Starting at the line that contains "Where can you spot the distant hill?", retype each line to the end of the listing below. Include both ends, but not the pictures.

** begin **

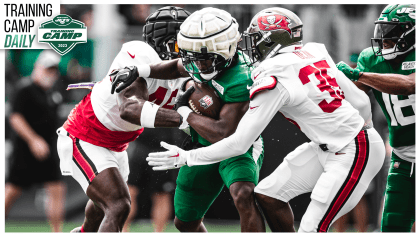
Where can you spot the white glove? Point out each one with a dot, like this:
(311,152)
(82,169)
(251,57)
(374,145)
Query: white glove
(173,158)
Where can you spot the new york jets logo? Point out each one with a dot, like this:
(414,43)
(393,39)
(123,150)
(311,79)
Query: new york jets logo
(62,33)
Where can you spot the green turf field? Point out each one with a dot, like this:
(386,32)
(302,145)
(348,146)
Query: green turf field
(216,226)
(137,226)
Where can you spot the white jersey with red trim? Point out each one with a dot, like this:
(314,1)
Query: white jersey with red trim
(305,86)
(161,92)
(96,119)
(316,101)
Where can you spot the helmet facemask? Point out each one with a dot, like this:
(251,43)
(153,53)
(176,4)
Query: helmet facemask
(207,65)
(208,42)
(396,26)
(270,31)
(401,34)
(161,29)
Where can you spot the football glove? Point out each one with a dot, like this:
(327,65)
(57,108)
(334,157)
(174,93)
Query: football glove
(181,106)
(182,98)
(352,74)
(122,78)
(173,158)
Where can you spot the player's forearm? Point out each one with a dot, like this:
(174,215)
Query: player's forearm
(131,111)
(210,129)
(22,127)
(390,83)
(168,70)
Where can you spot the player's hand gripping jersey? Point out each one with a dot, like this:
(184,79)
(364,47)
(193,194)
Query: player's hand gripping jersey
(303,85)
(94,137)
(96,119)
(399,110)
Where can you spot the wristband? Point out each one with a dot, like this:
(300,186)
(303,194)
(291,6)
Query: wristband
(148,114)
(144,70)
(184,111)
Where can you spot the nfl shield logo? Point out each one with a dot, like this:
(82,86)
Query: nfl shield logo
(206,101)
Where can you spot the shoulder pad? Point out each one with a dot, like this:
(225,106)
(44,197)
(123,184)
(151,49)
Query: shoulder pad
(261,84)
(136,45)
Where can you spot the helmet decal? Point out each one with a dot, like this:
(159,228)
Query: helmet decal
(274,22)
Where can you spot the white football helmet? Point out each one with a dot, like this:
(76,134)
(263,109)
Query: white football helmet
(209,34)
(271,30)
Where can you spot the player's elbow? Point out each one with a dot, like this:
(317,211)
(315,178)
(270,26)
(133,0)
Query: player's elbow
(128,111)
(410,88)
(240,147)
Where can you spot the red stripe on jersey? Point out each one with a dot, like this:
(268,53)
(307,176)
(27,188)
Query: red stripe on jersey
(86,168)
(269,87)
(350,184)
(83,124)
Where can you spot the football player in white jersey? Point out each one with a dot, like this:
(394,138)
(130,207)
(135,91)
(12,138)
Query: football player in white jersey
(303,84)
(93,140)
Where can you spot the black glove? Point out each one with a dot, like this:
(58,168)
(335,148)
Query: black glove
(185,84)
(182,98)
(125,76)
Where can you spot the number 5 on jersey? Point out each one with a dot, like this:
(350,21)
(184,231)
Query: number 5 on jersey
(327,83)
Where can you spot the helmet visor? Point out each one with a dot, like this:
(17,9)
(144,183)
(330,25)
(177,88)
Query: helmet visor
(250,41)
(200,63)
(389,31)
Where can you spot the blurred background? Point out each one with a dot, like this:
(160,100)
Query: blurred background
(344,29)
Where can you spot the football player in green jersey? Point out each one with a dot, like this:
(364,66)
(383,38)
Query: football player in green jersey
(208,42)
(389,71)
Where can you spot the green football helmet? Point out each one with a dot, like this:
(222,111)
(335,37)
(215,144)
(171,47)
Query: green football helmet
(397,23)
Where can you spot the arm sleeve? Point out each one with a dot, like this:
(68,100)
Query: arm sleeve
(262,110)
(356,97)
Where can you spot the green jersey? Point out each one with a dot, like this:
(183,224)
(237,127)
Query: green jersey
(399,110)
(231,86)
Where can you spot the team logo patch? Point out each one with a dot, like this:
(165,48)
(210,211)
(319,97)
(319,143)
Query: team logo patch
(62,33)
(217,86)
(408,65)
(206,101)
(274,22)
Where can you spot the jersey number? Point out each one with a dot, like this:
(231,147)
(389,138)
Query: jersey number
(327,83)
(158,97)
(395,108)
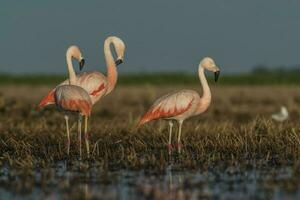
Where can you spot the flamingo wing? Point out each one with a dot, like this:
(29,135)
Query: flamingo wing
(94,83)
(73,98)
(170,105)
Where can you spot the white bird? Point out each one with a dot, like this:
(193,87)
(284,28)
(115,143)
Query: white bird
(282,115)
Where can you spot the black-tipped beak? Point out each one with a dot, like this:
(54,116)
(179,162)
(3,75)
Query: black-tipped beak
(119,61)
(217,74)
(81,64)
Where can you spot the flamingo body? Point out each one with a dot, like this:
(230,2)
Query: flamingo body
(183,104)
(93,82)
(73,98)
(177,105)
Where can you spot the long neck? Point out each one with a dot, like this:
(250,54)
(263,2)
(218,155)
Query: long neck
(206,91)
(72,75)
(112,73)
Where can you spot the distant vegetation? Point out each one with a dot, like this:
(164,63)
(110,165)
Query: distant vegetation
(259,76)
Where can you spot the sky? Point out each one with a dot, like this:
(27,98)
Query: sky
(160,35)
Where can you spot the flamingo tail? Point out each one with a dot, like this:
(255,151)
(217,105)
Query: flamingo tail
(49,99)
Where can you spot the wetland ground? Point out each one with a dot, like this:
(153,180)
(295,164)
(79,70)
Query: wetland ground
(232,151)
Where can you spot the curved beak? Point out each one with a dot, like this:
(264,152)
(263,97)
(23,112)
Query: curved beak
(119,61)
(217,74)
(81,64)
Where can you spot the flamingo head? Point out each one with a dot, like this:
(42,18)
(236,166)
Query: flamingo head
(119,48)
(210,65)
(74,52)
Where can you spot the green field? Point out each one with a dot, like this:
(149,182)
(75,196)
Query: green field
(254,78)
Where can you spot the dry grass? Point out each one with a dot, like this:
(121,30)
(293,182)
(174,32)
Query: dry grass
(236,130)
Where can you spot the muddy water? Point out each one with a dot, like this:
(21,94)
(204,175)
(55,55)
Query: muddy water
(61,182)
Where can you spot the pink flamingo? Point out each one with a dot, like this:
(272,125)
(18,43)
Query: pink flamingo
(96,84)
(183,104)
(72,98)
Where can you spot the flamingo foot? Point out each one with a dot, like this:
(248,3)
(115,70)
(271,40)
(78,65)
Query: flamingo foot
(179,147)
(169,146)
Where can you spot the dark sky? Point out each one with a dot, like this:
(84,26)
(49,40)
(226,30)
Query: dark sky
(160,35)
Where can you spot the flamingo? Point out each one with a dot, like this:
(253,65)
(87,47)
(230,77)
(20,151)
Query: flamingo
(182,104)
(96,84)
(72,98)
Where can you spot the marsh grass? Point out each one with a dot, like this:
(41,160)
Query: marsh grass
(236,130)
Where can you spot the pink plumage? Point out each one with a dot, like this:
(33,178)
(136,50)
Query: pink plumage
(95,83)
(73,98)
(183,104)
(176,105)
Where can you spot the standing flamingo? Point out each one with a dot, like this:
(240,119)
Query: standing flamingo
(95,83)
(72,98)
(183,104)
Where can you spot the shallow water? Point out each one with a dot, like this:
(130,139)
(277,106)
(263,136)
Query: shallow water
(61,182)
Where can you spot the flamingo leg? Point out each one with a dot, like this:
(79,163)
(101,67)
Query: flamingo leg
(86,137)
(68,134)
(79,133)
(170,137)
(179,135)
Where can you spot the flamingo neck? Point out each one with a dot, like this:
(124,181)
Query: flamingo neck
(112,73)
(72,74)
(205,87)
(206,96)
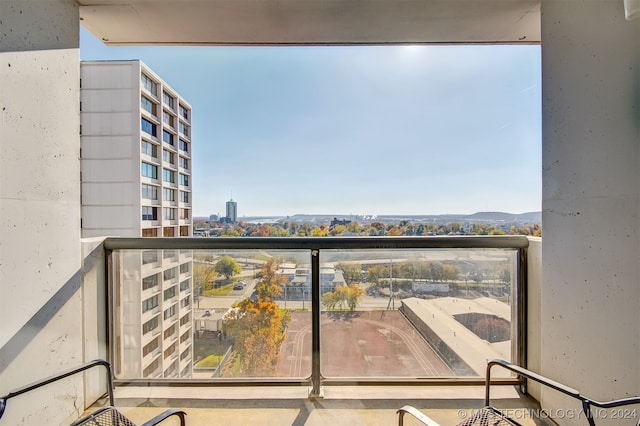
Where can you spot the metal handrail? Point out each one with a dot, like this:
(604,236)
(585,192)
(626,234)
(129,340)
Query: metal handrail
(60,376)
(586,402)
(321,243)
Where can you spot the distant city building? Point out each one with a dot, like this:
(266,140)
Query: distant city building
(337,221)
(136,182)
(232,211)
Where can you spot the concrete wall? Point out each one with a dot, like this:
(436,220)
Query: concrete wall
(110,149)
(40,251)
(591,207)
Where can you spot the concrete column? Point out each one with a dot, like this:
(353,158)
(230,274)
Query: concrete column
(591,207)
(40,251)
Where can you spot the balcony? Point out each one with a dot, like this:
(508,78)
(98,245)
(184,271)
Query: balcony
(388,330)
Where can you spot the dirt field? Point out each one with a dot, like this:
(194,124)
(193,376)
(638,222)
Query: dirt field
(359,344)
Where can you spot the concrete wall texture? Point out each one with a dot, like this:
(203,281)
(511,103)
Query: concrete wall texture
(590,327)
(40,247)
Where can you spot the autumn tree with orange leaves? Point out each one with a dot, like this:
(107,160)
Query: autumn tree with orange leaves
(259,326)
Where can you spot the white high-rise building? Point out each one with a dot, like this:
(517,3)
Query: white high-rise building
(136,182)
(232,211)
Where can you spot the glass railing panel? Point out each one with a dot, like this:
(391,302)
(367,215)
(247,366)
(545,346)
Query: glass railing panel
(416,313)
(240,314)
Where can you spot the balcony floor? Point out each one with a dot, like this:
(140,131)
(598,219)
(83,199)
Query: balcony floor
(341,405)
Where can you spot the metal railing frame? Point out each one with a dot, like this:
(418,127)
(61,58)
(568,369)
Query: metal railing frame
(315,247)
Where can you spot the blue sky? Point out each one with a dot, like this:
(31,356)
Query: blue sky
(356,130)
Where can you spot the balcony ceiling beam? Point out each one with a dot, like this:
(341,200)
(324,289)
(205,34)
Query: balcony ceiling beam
(311,22)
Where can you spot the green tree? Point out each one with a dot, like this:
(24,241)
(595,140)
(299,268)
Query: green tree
(227,266)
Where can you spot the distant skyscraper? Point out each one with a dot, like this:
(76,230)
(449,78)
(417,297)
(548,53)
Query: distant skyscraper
(232,210)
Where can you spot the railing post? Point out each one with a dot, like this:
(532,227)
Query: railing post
(316,387)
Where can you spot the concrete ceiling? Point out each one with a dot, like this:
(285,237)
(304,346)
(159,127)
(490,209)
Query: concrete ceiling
(275,22)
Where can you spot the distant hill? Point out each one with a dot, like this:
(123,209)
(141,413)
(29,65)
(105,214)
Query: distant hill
(485,217)
(528,218)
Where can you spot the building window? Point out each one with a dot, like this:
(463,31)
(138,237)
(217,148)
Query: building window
(168,156)
(150,303)
(149,149)
(168,176)
(168,194)
(150,232)
(185,320)
(170,331)
(149,84)
(150,256)
(167,137)
(184,268)
(184,355)
(151,368)
(168,313)
(169,213)
(169,293)
(169,274)
(167,353)
(168,100)
(184,113)
(150,347)
(183,162)
(184,129)
(186,284)
(148,127)
(149,213)
(150,325)
(186,302)
(147,105)
(150,282)
(167,118)
(149,192)
(149,170)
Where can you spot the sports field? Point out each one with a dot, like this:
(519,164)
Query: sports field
(359,344)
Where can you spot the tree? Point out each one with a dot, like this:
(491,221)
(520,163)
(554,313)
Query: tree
(350,296)
(375,273)
(350,271)
(203,275)
(227,266)
(353,296)
(258,326)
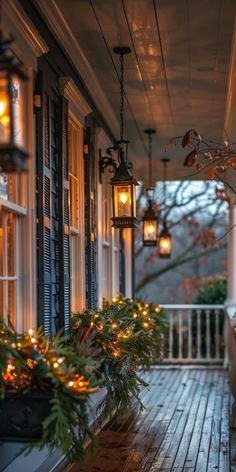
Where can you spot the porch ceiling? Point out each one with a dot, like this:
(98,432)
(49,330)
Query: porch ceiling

** end **

WRITTEN SOLUTION »
Where can you spot the distant hill? Point out each one with a dot, like this:
(123,209)
(141,413)
(29,65)
(105,214)
Query: distant hill
(485,217)
(528,218)
Where can you spot the building window? Point out each one with a dot, like this:
(463,31)
(138,237)
(217,148)
Query: building window
(168,156)
(150,303)
(149,149)
(168,176)
(168,194)
(150,232)
(185,320)
(170,331)
(149,84)
(150,256)
(167,137)
(184,268)
(184,355)
(151,368)
(168,313)
(169,213)
(169,293)
(169,274)
(167,353)
(168,100)
(184,113)
(150,347)
(183,162)
(184,129)
(186,284)
(148,127)
(149,213)
(150,325)
(186,302)
(147,105)
(150,282)
(167,118)
(149,192)
(149,170)
Where can you spot the sports field? Point out each one with a dot, like this:
(519,164)
Query: sports field
(359,344)
Where can you spot the tree? Point out each one with a dot, like this:
(491,221)
(520,163)
(554,313)
Query: tree
(350,296)
(375,273)
(350,271)
(203,275)
(227,266)
(353,296)
(258,326)
Where can you spot the porch ceiling? Point out each one with a dot, like this:
(98,432)
(49,330)
Query: porch ceiling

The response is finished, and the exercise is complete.